Copy the records starting at the line that contains "Target: woman's long dark hair" and ending at the line that contains "[(165, 82), (109, 45)]", swapping "long dark hair" for "long black hair" and keeping everything else the same. Give only those lines.

#### Supplied data
_ _ _ _ _

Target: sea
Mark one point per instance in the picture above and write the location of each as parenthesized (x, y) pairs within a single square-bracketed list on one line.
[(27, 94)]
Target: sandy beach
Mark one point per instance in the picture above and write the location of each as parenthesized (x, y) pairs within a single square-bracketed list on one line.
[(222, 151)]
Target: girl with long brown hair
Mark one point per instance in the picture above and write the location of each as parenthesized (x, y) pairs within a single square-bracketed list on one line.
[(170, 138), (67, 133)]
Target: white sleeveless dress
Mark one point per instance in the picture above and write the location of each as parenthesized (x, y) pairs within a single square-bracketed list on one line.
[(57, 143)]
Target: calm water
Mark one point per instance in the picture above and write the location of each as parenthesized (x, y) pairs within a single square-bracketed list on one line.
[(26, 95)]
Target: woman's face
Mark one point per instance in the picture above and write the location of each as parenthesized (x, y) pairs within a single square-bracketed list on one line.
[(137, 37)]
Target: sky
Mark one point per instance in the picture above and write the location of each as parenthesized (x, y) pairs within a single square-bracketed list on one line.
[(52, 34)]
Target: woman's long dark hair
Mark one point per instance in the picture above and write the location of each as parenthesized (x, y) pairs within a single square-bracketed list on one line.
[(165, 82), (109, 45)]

_ _ _ _ _

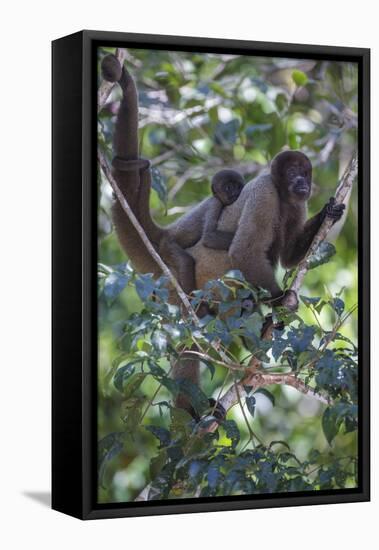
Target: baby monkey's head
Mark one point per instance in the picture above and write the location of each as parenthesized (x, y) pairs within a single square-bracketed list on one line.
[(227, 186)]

_ _ _ _ _

#### Written solution
Target: woman's long black hair
Mark one point per instance in the picture above and write the location of each as parenthesized (x, y) pairs within a single square-bracketed list on one line.
[(165, 82), (109, 45)]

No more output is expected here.